═══ Provided data ═══
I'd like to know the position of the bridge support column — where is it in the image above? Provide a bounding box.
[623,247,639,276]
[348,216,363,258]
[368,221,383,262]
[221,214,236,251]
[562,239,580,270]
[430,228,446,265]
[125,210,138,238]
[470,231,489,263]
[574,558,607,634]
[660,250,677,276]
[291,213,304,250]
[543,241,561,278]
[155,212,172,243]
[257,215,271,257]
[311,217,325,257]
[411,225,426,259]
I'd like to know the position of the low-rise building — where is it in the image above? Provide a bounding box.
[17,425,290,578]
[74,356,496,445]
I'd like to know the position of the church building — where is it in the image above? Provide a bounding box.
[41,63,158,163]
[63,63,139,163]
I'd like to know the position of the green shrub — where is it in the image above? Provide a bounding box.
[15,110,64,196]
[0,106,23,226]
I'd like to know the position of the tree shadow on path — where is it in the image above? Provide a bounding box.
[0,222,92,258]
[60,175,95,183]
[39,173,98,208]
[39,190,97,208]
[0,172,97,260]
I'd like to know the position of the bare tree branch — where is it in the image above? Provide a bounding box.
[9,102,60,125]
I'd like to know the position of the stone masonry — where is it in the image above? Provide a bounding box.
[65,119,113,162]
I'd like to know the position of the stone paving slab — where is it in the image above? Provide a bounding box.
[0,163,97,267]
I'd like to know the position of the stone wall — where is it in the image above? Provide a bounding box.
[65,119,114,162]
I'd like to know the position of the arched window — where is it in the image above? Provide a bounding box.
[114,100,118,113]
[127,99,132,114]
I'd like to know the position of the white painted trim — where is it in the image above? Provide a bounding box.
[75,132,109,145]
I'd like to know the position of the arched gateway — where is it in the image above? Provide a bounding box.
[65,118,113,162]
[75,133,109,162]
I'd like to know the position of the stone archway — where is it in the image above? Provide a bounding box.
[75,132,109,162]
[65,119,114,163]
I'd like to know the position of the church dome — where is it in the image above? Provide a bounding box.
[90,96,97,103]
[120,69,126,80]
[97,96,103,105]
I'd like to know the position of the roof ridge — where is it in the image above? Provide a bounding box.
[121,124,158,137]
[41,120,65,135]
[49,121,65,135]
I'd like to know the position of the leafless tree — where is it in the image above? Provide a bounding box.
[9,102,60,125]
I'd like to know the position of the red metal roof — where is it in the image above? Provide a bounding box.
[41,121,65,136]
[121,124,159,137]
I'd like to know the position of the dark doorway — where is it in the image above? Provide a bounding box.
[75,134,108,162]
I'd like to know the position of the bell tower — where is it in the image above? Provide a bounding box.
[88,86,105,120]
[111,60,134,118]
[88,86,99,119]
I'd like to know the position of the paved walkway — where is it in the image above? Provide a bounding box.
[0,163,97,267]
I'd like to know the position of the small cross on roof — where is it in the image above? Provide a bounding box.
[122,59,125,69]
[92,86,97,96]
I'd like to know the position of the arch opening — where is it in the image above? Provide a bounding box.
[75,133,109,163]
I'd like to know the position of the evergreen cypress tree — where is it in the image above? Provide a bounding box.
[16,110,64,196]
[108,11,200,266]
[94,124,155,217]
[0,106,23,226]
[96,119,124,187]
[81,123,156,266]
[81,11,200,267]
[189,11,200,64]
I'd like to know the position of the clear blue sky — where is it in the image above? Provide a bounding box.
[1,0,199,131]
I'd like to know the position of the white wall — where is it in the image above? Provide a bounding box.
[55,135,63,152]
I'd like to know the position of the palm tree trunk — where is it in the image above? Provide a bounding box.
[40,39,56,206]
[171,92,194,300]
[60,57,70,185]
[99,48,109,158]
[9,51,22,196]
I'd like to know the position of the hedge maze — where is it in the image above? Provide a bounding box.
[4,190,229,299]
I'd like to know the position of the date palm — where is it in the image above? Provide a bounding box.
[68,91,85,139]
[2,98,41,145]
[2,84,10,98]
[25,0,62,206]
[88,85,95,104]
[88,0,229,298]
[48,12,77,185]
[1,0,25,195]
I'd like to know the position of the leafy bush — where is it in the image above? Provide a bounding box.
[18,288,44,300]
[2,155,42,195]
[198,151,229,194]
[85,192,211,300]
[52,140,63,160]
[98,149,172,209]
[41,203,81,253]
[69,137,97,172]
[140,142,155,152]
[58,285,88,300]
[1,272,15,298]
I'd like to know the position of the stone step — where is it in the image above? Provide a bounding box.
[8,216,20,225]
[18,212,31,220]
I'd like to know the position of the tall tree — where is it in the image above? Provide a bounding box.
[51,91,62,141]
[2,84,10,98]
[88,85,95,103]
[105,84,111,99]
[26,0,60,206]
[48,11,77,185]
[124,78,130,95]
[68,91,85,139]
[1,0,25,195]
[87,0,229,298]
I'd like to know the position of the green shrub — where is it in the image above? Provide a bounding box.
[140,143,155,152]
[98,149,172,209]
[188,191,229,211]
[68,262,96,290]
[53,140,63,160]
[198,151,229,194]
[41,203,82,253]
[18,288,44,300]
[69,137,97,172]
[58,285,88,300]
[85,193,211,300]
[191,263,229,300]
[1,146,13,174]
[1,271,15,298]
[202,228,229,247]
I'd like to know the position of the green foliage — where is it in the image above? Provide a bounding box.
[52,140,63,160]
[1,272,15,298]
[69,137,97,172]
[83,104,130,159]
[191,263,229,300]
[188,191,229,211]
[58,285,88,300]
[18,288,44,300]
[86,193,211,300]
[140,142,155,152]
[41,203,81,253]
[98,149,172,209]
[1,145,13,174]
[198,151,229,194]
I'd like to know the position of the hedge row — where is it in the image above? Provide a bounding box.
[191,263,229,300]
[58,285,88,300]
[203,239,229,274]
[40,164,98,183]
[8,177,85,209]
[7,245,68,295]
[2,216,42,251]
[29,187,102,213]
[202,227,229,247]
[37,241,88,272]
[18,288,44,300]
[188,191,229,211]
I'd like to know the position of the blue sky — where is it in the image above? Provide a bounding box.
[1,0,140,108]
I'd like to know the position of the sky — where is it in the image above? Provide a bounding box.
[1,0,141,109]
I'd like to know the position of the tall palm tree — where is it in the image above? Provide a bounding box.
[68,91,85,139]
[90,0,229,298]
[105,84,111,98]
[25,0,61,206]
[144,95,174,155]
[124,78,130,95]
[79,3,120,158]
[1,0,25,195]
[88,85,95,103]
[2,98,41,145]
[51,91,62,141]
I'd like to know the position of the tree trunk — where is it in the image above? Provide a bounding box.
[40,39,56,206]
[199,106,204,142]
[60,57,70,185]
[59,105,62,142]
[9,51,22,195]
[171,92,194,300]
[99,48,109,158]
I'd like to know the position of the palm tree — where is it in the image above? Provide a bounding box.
═══
# Task to complete
Restate each record word for word.

# Written solution
I'd like to know the position of the bridge support column — where is it in the image above? Provide a bounding box.
[623,247,639,276]
[348,216,363,258]
[368,221,383,262]
[221,214,236,251]
[562,239,580,270]
[430,228,446,265]
[125,210,138,238]
[470,231,489,263]
[574,558,607,634]
[660,250,677,276]
[291,213,304,250]
[543,241,561,278]
[155,212,172,243]
[257,215,271,257]
[311,217,325,257]
[411,225,426,259]
I'd like to know the position of the low-rise building — where is it in the image above? Provide a bounding box.
[17,425,290,578]
[74,356,496,445]
I'd like to know the position of the church building — where is it in the image above? Provide a bounding box.
[41,63,158,163]
[63,63,139,163]
I'd like to know the position of the green shrub — where is it in the image above? Provide a bounding box.
[15,110,64,196]
[0,106,23,226]
I'd like to know the position of the tree shadow on path — where is it in the image above? Provide a bounding box.
[0,222,92,258]
[60,175,95,183]
[39,173,98,208]
[39,190,97,208]
[0,172,97,260]
I'd like to know the position of the bare tree branch — where is it in the image above? Provide a bounding box.
[9,102,60,125]
I'd like to know the position of the stone masonry — where is it in the image above? Provide a bounding box.
[65,119,113,162]
I'd like to know the position of the stone paving slab — where is it in the image above? Provide a bounding box.
[0,163,97,267]
I'd like to know the position of the stone wall — where is it in the image above? Provide a bounding box.
[65,119,114,162]
I'd like to know the position of the arched window — where is it in the image above? Provide a bounding box.
[114,100,118,113]
[127,99,132,114]
I'd like to know the position of the white painted trim — where is it in the image above? Provide a bounding box.
[75,132,109,145]
I'd like to know the position of the arched gateway — where is it in the image above? Provide a bounding box.
[65,118,113,162]
[75,133,109,162]
I'd like to know the position of the stone archway — where is it in the image above? Provide a bounding box.
[75,132,109,162]
[65,119,114,163]
I'd like to know the position of the church dome — where is it in the image above? Provide a bounding box.
[90,96,97,103]
[120,69,126,80]
[97,96,103,105]
I'd like to know the position of the roof ridge — where is it in the image above? Provide a bounding box.
[121,124,158,137]
[41,120,65,135]
[49,121,65,135]
I'd like to know the position of the leafless tree — where is it in the image above? Provide a bounding box.
[9,102,60,125]
I'd like to know the position of the red metal roof — where is it in the image above? Provide a bounding box.
[41,121,65,136]
[121,124,159,137]
I'd like to know the position of the dark doorway — where is it in the image above? Provide a bounding box.
[75,134,108,162]
I'd like to know the position of the bell tower — where is it in the image above? Provide a bounding box.
[88,86,105,120]
[111,60,134,118]
[88,86,99,119]
I'd like to know the position of the paved walkway — where is it in the image above? Provide a bounding box.
[0,163,97,267]
I'd like to know the position of the small cross on roof — where is it in the image above? Provide a bounding box.
[122,59,125,69]
[92,86,97,96]
I'd like to know the position of the arch opening — where is it in the image above? Provide a bounding box.
[75,133,109,163]
I'd like to know the position of the evergreen cypress tree — where is it in the image above? Provide a bounding box.
[16,110,64,196]
[108,11,200,266]
[94,124,155,217]
[0,106,23,226]
[96,119,124,187]
[81,123,156,266]
[81,11,200,267]
[189,11,200,64]
I'd like to know the position of the clear blue sky — where is it in the image above? Provide a bounding box.
[1,0,199,131]
I'd like to know the position of the white wall — where is it in the image above? Provide a bounding box.
[55,135,63,152]
I'd like to know the position of the palm tree trunk — where is it in the image above? Provide a bounding box.
[40,39,56,206]
[171,92,194,300]
[60,57,70,185]
[99,48,109,158]
[9,51,22,196]
I'd like to know the position of the hedge maze — where is it in the image above? Provide a bounding box.
[4,190,229,299]
I'd like to know the position of the date palm — where is it in the image above? Provide a bounding box.
[68,91,85,139]
[2,98,41,145]
[2,84,10,98]
[25,0,62,206]
[88,85,95,104]
[88,0,229,298]
[48,12,77,185]
[1,0,25,195]
I'd like to know the position of the leafy bush — where is it in the image above? Provide a bounding box.
[18,288,44,300]
[2,155,42,195]
[198,151,229,194]
[85,192,211,300]
[52,140,63,160]
[98,149,172,209]
[41,203,81,253]
[69,137,97,172]
[140,142,155,152]
[58,285,88,300]
[1,272,15,298]
I'd like to know the position of the stone step — where is it in the image above? Provide a bounding box.
[8,216,20,225]
[18,212,31,220]
I'd like to know the position of the tall tree — where is it in the image above? Provide a bounding box.
[51,91,62,141]
[2,84,10,98]
[88,85,95,103]
[105,84,111,99]
[26,0,60,206]
[48,11,77,185]
[124,78,130,95]
[68,91,85,139]
[1,0,25,195]
[87,0,229,298]
I'd like to know the position of the green shrub — where is it in the image above? Provide a bounding box.
[140,143,155,152]
[98,149,172,209]
[188,191,229,211]
[68,262,96,290]
[53,140,63,160]
[198,151,229,194]
[41,203,82,253]
[18,288,44,300]
[69,137,97,172]
[58,285,88,300]
[85,193,211,300]
[191,263,229,300]
[1,146,13,174]
[1,271,15,298]
[202,228,229,247]
I'd like to know the position of the green foliage — where is it in the image above? Provide a bounding box.
[52,140,63,160]
[1,272,15,298]
[69,137,97,172]
[83,104,130,159]
[191,263,229,300]
[188,191,229,211]
[58,285,88,300]
[18,288,44,300]
[86,193,211,300]
[140,142,155,152]
[41,203,81,253]
[98,149,172,209]
[1,145,13,174]
[198,151,229,194]
I'd like to know the position of the hedge row — where is it in the image above? Provide a bounding box.
[191,263,229,300]
[58,285,88,300]
[203,239,229,274]
[40,164,98,183]
[8,177,85,209]
[7,245,68,295]
[2,216,42,251]
[29,187,102,213]
[202,227,229,247]
[37,241,88,272]
[18,288,44,300]
[188,191,229,211]
I'd like to know the position of the blue sky — where is it in the image above? Provide a bounding box.
[1,0,140,108]
I'd like to know the position of the sky — where is it in the image above? Provide a bounding box.
[1,0,141,109]
I'd like to know the position of the tall palm tree — where is it in the image above? Provide a bounding box.
[68,91,85,139]
[90,0,229,298]
[105,84,111,98]
[25,0,61,206]
[144,95,174,155]
[124,78,130,95]
[79,3,120,158]
[1,0,25,195]
[88,85,95,103]
[2,98,41,145]
[51,91,62,141]
I'd like to know the position of the tree trunk — where is it in the image above? Provide a bounding box.
[40,39,56,206]
[199,106,204,142]
[60,57,70,185]
[59,105,62,142]
[9,51,22,195]
[171,92,194,300]
[99,48,109,158]
I'd like to know the position of the palm tree — where is it in the image above? Provide a bounding box.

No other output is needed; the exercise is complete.